_What the task asks_
Quote each line of the material verbatim, without the pictures.

---*---

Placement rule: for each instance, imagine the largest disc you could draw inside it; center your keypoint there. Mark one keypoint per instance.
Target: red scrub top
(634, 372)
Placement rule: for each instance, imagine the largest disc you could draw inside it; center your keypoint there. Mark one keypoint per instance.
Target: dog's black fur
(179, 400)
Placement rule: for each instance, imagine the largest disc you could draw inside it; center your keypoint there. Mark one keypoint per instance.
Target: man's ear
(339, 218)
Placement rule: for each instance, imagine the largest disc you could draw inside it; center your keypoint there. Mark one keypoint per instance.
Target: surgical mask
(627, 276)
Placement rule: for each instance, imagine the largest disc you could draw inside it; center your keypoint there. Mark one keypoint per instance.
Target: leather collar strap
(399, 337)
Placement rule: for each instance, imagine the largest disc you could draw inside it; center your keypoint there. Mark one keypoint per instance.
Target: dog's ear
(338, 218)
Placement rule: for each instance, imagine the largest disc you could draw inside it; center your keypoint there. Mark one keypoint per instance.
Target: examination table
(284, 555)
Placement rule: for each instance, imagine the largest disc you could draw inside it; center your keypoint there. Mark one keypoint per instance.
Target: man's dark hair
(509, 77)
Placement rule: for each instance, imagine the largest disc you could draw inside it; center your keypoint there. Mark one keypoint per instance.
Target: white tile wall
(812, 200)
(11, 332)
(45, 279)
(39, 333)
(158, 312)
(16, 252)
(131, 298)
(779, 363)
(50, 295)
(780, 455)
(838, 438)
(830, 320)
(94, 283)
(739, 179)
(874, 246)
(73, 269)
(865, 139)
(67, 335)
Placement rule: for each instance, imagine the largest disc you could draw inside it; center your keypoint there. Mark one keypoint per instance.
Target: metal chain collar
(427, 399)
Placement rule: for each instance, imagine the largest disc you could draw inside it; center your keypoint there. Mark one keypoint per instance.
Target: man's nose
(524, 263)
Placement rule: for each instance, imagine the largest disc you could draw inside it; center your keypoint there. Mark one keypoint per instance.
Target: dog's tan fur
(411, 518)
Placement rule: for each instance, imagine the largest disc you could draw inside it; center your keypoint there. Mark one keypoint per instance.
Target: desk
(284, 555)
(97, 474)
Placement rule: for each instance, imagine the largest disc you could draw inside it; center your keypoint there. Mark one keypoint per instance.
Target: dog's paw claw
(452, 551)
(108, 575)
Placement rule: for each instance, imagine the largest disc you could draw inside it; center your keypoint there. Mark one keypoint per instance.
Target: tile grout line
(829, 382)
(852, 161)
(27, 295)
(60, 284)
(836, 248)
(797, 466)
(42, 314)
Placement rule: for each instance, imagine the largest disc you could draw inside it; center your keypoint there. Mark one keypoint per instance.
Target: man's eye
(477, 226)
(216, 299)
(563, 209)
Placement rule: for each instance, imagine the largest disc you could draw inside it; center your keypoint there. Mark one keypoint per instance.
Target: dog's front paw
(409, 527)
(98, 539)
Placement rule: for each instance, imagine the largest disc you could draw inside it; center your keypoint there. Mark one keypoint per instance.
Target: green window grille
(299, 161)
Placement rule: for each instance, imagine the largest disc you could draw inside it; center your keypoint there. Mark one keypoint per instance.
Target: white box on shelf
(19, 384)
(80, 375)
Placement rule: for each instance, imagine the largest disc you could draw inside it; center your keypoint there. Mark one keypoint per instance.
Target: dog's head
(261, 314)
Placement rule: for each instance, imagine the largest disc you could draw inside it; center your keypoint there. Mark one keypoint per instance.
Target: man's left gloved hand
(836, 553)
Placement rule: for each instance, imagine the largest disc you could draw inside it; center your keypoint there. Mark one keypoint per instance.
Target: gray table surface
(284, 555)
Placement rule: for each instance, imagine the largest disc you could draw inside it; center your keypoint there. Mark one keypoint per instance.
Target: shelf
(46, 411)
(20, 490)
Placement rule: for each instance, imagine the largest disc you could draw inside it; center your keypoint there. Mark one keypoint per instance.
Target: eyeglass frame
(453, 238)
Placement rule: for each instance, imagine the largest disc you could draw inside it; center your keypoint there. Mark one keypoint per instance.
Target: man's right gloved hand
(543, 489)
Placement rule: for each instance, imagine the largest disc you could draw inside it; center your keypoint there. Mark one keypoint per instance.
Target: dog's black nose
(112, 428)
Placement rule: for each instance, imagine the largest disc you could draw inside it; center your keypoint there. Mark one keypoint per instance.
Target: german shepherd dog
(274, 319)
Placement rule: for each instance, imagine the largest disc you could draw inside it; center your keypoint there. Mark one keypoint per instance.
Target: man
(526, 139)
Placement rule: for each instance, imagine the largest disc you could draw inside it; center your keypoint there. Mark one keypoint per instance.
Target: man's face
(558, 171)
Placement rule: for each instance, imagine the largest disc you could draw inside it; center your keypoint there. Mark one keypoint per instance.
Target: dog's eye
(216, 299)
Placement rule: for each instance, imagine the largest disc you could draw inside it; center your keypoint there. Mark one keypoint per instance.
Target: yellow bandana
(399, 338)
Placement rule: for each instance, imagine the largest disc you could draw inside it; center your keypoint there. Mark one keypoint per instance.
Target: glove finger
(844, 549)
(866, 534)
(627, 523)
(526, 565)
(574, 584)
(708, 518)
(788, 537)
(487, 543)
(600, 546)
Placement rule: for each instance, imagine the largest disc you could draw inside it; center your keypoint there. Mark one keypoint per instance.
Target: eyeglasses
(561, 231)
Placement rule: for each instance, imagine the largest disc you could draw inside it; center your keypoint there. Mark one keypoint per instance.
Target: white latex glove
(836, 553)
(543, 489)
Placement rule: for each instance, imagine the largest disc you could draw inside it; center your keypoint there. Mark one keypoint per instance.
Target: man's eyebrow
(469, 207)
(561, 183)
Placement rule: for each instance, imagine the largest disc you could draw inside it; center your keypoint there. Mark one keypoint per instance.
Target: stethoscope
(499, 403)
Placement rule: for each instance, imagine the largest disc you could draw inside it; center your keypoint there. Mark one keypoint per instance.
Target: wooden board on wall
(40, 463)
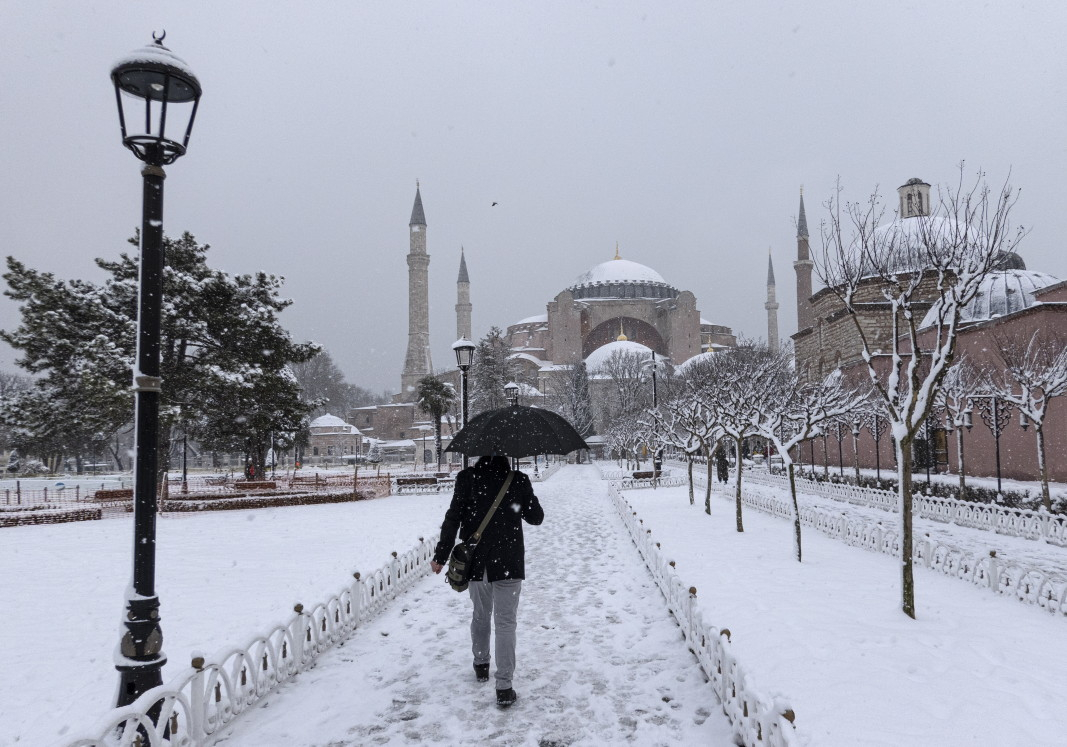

---*---

_Reply_
Placement rule: for each instance, imagine the largest disc you could draw inside it; center your keypoint there. Mark one keypoint per instance.
Target: red scrub top
(634, 372)
Placement rule: for each instance, imagine the largest disc you could draw inside it; center your keypoint there. Mark one keypoint per instance.
Target: dog's black fur
(179, 400)
Placement rule: for each instance, imagine the largest disc you could draw inside it; center your keypoint there. Mark one keypoint per instance.
Target: man's ear
(339, 218)
Placement rule: for each instance, imagine the largest disc you could draw inside it; center your keypoint there. Mark one keypoint per instance.
Target: surgical mask
(627, 276)
Placement rule: for each instance, imagine the largest disc you could draw inside it; center your keypoint there. Mark one keypoint per instance.
Target: leather collar strap
(399, 337)
Placement rule: for each instance, imagine the largest disc you could draw inside it; center your keypoint there. Mark one keypoint per instance.
Target: dog's ear
(338, 218)
Placement rule: for each instance, imagine the largest disc you could draw inside it; center your keypoint there. Mark one keypoint per instance.
Target: examination table
(284, 555)
Placement rule: for each instance, imagine the largest disc you could draw inside it; center your keypoint there. Mark one keypoint per instance.
Target: man's dark hair
(509, 77)
Placement rule: for each instance, imagine the largest disc you could draw inside it; center your keypoint there. Mark one keypoint per instance.
Target: white tile wall
(812, 200)
(11, 332)
(45, 279)
(39, 333)
(158, 312)
(16, 252)
(131, 298)
(779, 363)
(50, 295)
(780, 455)
(838, 438)
(830, 320)
(94, 283)
(739, 179)
(874, 246)
(73, 269)
(865, 139)
(67, 335)
Placement rule: for each instance, imagine the largest disc you could draw inside it; center your keypoint there. Mark one keypoint per instance.
Target: metal chain collar
(427, 399)
Placement rule: for each instance, imagine the largest disc you could draw inside it; center your keypoint there. Mark one keypoint per instance.
Target: man's nose
(524, 263)
Placement rule: for each instance, imagine the largest disc you could draw inside it; center your keypoint there. Mark one keypoint per instance.
Target: dog's tan fur
(411, 518)
Placement rule: for each instance, imagine the largest disc you could draw inside it; center your keypoint there. Mark one keypoint per instance.
Target: desk
(284, 555)
(97, 474)
Placement rule: for each instance, imagine the largest disc you could draw inside it; center your keypoint there. Mark one keypoint per instance.
Target: dog's paw claw
(452, 551)
(108, 575)
Placement rule: for each instance, imagine the largest disc you could draw inside it; center your keypoint there. Mark one keypoint per instance.
Target: tile grout line
(829, 382)
(852, 161)
(27, 295)
(60, 284)
(836, 248)
(797, 466)
(42, 314)
Placement rule: for each instance, imagine the largest disc you could draw inside it; center your keypoint there. Mark one keypoint per instance.
Target: man's eye
(477, 226)
(216, 299)
(563, 209)
Placement rule: for each instance, imagine the largest disc you could draw inside it; center your keypoint there. Mark one keypoint per instance.
Target: dog's front paw
(409, 527)
(98, 539)
Placement rule: for each instance, imagine the largest disc you could draw inside it; center your keypoint there. Mark one keypoint per instance.
Target: green window grille
(299, 161)
Placement rule: for each instance, imagine the largest disc you could draw inside it; center your keypoint there. Mark one keypoint per instance.
Target: white box on shelf
(19, 384)
(80, 375)
Placement rule: for each instance, imagine the largest disc you could draw inside it; center your keypoint there. Mark one keypoint per instance.
Target: dog's head
(261, 314)
Placement rule: for each instance, imagine the largest disc you could draw inside it; center your keypoint there. Mark one keypoint per instance.
Target: man's left gloved hand
(836, 553)
Placement rule: for each instance, imagine the largest disc you could draw inside it; center your keypoint there. Mark one keypoint per instance.
Target: gray table surface
(284, 555)
Placement rule: for each instance, imagine the largest disc you could draw inside it; center your keypoint there. Mark one keypoint per instance.
Target: shelf
(46, 411)
(20, 490)
Placement rule: for each instance, imagine the largest disc you could draw inside it; center your keypoint there. Mark one keypoint per instance.
Target: eyeglass frame
(453, 238)
Placement rule: for each instance, imagine the largest disc you could draw inside it; center your keypoint there. Mark one keypoint per instance.
Target: man's right gloved hand
(543, 489)
Placement rule: for each instance, imagine the largest disc you could draw inside it; center your keypoint there. Mark one keypoint per instance.
Target: dog's black nose
(112, 428)
Placement rule: for each instance, imagine the largest disc you could draw inside it; center your keypoint there. Mark one keypoint per instance.
Target: german shepherd dog
(274, 319)
Placement rule: for each instance, imagine the largest disc you could draw inside it; center your keypoint there. Mark one keypoint per instance.
Target: man
(526, 139)
Placement rule: for each instance, imagine the largest disc you could draw inside it; center your keypoint there. Mark one keypoint per instance.
Target: man's face
(558, 171)
Placement rule: for each instance, imagine the largest disc you could draw inside it; center your keypoint there. Mark one keypoint per instance.
Target: dog's eye
(216, 299)
Placement rule: for each instance, imagine the largest disc you could draw inside it; center your keypoint there. Mark one keypoint per instance.
Target: yellow bandana
(399, 338)
Placement rule: for each instance, imagine the largest disc you could draw inside it; center your keypoint there. Mark one keypoint per instance.
Target: glove finger
(844, 549)
(866, 534)
(627, 523)
(526, 565)
(574, 584)
(708, 518)
(788, 537)
(487, 543)
(600, 546)
Placement rule: for each instance, imagine the largest disc you could draw inside it; center your keypoint there. Mark one keypoint per instance.
Target: eyeglasses
(561, 231)
Placement rule: for each instance, imagine the largest disc you could draw inside it; center your keypoint there. Mark one keypoint per instance.
Target: white latex glove
(836, 553)
(543, 489)
Placement rule: for each instance, imagine the largest disc you could draw inside it; center your keypoint there. Mark one keypoint per instance.
Target: man's eyebrow
(469, 207)
(561, 183)
Placement rule: for each instance, imagine the largest disc you could draw inside it; center your keypoint there. Mark one keypoint per instance.
Target: stethoscope
(499, 403)
Placement rule: for each instance, imagine the largest disc you could draw inside it; center your keypoint there. Mark one keypoint per instance.
Target: wooden board on wall
(40, 463)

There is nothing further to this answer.